---------- Supplied data ----------

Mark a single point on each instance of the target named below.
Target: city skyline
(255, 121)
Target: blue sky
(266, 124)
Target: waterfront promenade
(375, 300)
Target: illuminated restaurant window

----------
---------- Supplied data ----------

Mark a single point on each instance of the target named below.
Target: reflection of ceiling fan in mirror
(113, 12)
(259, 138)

----------
---------- Supplied data ----------

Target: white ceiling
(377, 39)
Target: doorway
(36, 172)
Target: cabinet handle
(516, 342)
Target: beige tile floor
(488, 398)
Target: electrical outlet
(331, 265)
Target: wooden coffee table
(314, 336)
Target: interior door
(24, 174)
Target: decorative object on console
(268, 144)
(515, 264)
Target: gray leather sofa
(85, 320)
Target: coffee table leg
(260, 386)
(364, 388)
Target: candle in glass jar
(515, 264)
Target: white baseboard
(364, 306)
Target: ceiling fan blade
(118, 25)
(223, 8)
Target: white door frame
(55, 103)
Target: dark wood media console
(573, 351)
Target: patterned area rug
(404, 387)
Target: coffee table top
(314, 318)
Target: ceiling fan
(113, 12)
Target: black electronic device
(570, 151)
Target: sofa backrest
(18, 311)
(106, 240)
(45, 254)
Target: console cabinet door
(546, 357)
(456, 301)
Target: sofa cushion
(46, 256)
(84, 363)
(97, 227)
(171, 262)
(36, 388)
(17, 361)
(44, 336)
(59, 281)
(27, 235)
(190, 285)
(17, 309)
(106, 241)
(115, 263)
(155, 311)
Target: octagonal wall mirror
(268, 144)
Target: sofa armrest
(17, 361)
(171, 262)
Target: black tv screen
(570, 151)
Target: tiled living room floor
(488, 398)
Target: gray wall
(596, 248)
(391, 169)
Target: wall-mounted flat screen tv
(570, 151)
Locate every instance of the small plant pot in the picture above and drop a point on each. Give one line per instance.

----------

Task objective - Using the entries shown above, reproduce verbatim the lines from the line bearing "Target: coffee table leg" to the line bearing "Locate every instance", inclusive.

Written answer -
Target: coffee table leg
(260, 386)
(364, 388)
Target: candle in glass jar
(515, 264)
Target: white baseboard
(364, 306)
Target: ceiling fan blade
(118, 25)
(223, 8)
Target: white door frame
(55, 103)
Target: dark wood media console
(573, 351)
Target: patterned area rug
(404, 387)
Target: coffee table top
(314, 318)
Target: ceiling fan
(113, 12)
Target: black electronic device
(570, 151)
Target: sofa backrest
(18, 311)
(106, 240)
(45, 254)
Target: console cabinet door
(546, 357)
(456, 301)
Target: sofa cushion
(46, 256)
(84, 363)
(97, 227)
(171, 262)
(36, 388)
(17, 361)
(44, 336)
(59, 281)
(27, 235)
(190, 285)
(17, 309)
(106, 241)
(115, 263)
(155, 311)
Target: octagonal wall mirror
(268, 144)
Target: sofa armrest
(17, 361)
(171, 262)
Target: black tv screen
(570, 151)
Target: tiled living room floor
(488, 398)
Target: gray wall
(596, 248)
(391, 169)
Target: wall-mounted flat screen tv
(570, 151)
Locate every instance of the small plant pot in the picture above and drop a point on each. Give one line per instance.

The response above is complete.